STATED PROBLEM.
Count the lines in the items below that contain the word "loudspeaker", and reply with only that number.

[Outline records]
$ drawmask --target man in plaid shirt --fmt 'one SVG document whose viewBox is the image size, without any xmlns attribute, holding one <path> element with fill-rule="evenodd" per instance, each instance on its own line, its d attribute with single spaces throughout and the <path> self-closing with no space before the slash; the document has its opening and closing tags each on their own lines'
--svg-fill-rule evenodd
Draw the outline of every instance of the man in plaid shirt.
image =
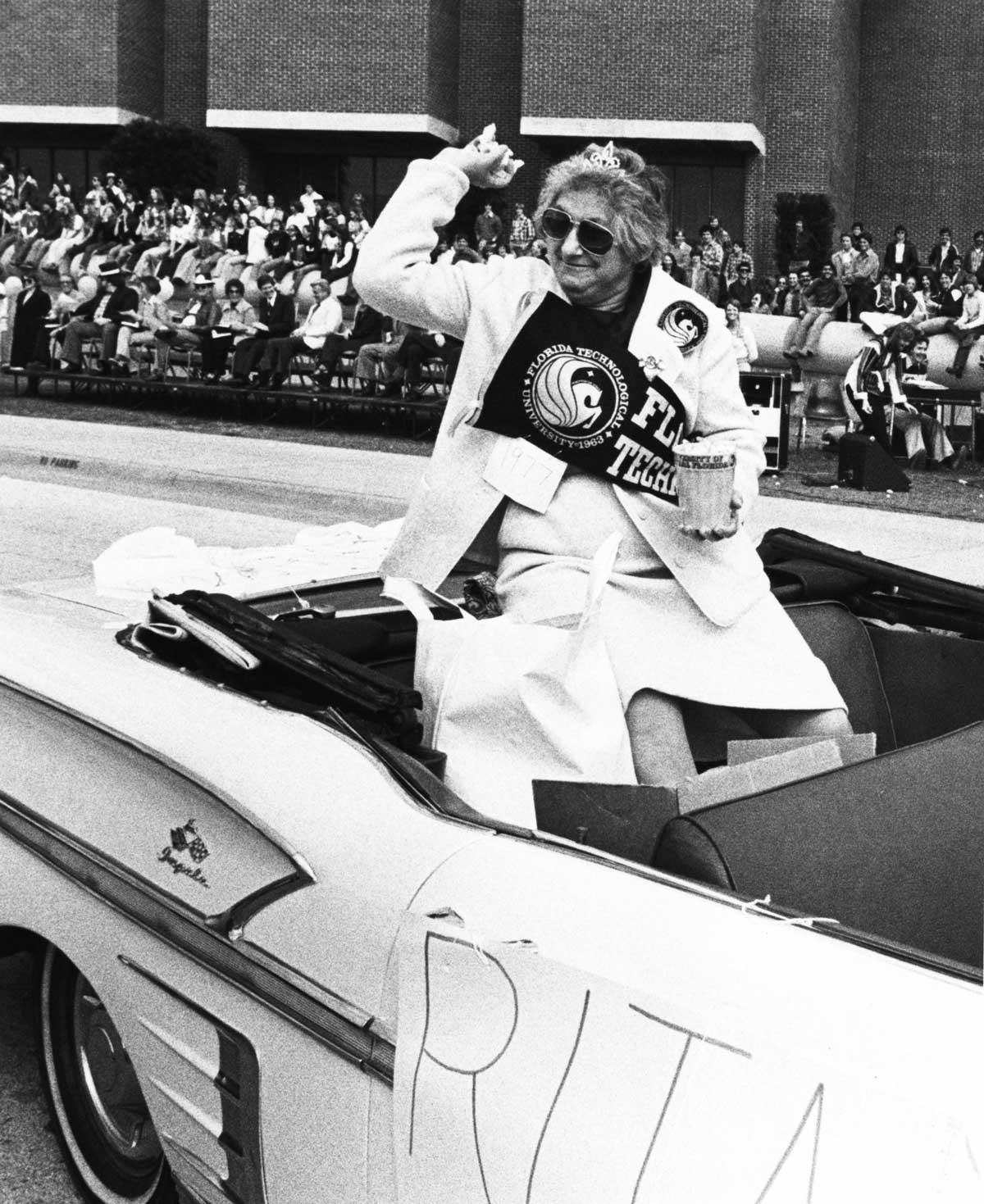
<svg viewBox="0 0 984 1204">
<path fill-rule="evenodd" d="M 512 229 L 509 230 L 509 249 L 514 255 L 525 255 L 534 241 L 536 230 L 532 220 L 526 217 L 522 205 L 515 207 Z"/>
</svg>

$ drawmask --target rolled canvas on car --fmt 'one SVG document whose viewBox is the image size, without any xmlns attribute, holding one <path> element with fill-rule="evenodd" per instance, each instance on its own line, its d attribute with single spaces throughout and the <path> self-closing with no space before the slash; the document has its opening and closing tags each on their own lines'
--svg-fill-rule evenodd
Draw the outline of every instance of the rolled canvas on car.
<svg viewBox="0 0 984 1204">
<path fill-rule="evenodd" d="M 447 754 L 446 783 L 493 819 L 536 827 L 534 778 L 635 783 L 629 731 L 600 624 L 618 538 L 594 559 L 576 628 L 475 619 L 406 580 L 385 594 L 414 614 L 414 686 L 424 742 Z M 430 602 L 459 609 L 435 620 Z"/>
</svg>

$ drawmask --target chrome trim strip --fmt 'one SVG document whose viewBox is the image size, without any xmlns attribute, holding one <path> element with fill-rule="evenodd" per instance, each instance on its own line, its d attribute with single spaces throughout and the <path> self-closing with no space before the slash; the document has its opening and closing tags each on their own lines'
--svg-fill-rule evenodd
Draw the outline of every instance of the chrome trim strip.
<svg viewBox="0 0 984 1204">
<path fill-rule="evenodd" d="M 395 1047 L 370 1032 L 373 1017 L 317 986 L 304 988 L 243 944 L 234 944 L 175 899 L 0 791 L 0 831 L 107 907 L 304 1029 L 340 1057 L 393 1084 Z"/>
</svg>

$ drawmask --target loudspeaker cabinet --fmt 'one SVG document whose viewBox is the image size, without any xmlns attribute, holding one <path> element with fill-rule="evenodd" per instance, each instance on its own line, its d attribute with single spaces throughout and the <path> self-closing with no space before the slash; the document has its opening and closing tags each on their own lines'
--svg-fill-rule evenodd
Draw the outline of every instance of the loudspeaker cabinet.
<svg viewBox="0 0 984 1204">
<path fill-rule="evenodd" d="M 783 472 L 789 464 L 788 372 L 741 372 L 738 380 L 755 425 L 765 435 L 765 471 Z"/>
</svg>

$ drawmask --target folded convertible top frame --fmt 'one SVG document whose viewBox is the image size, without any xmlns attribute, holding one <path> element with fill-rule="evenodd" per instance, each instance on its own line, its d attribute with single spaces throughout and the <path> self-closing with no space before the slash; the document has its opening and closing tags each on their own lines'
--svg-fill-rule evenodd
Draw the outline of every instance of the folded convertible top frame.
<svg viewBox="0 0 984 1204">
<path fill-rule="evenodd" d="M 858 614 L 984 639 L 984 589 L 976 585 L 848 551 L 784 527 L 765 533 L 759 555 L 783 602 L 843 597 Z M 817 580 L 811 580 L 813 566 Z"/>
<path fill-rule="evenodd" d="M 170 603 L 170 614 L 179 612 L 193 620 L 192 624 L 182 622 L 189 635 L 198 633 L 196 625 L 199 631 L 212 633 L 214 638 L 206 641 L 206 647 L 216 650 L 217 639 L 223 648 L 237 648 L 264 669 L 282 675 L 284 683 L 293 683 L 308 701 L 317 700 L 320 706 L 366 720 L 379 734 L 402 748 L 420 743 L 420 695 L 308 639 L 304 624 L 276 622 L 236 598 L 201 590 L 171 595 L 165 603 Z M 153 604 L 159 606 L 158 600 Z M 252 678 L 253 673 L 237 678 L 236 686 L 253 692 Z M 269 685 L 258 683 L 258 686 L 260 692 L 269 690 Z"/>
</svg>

==

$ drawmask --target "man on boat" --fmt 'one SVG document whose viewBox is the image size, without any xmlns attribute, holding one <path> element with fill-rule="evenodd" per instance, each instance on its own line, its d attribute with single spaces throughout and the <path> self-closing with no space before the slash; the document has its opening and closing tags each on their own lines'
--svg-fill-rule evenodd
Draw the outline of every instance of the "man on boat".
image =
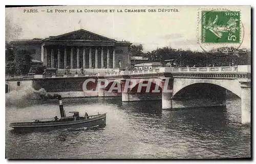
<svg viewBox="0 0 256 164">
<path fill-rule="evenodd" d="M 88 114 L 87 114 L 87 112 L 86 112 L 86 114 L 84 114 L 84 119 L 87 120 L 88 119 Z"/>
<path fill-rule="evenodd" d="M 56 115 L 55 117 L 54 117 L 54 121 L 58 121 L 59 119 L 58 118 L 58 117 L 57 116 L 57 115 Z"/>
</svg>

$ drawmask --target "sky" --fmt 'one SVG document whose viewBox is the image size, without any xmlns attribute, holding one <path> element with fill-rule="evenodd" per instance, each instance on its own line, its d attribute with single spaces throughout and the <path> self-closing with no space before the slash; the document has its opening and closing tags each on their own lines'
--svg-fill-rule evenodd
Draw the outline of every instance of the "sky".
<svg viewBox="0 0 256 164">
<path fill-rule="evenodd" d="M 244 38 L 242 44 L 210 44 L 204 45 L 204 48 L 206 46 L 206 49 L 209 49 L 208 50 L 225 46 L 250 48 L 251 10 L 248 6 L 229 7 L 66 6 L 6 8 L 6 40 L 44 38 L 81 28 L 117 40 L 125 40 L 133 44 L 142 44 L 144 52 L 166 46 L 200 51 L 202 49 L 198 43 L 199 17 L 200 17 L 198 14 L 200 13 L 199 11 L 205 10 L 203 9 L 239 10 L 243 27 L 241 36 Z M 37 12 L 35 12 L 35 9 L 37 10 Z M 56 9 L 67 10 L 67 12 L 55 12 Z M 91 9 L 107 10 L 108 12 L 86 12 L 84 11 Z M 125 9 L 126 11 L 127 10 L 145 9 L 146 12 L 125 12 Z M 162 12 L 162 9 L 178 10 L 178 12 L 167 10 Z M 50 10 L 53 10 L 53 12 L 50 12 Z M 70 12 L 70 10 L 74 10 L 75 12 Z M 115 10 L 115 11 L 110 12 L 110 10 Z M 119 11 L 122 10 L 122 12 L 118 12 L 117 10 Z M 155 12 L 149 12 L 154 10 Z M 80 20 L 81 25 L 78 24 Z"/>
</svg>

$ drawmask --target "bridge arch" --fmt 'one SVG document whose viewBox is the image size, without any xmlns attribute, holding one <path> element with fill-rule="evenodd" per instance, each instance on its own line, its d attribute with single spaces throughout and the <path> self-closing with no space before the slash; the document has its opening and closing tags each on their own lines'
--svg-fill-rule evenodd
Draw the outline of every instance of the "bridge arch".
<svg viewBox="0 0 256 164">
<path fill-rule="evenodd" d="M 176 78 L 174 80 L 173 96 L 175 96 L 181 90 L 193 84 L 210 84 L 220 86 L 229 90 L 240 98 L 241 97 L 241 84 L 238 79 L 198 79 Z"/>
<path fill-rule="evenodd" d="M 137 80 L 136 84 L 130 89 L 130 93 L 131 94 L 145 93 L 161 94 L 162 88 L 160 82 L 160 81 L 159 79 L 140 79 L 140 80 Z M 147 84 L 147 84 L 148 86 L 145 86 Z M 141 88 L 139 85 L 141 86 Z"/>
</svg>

* * *

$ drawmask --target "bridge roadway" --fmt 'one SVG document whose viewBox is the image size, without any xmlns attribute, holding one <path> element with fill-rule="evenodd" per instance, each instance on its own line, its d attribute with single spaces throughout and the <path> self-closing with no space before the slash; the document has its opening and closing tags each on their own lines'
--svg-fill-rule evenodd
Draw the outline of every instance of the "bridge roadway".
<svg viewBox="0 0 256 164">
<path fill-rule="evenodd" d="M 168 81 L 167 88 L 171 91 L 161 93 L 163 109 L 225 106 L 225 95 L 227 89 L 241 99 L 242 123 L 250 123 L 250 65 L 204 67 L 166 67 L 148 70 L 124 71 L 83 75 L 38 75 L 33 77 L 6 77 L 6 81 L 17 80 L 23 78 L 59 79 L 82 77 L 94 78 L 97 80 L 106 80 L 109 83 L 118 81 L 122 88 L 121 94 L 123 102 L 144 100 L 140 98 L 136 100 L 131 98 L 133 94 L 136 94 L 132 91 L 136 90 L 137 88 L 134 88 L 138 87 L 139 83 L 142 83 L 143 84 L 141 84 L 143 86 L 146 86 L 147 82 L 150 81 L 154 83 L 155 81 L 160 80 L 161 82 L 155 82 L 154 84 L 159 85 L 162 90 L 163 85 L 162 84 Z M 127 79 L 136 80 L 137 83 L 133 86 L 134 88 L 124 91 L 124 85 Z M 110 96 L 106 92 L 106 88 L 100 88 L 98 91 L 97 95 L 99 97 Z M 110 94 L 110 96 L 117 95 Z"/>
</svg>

FULL SOLUTION.
2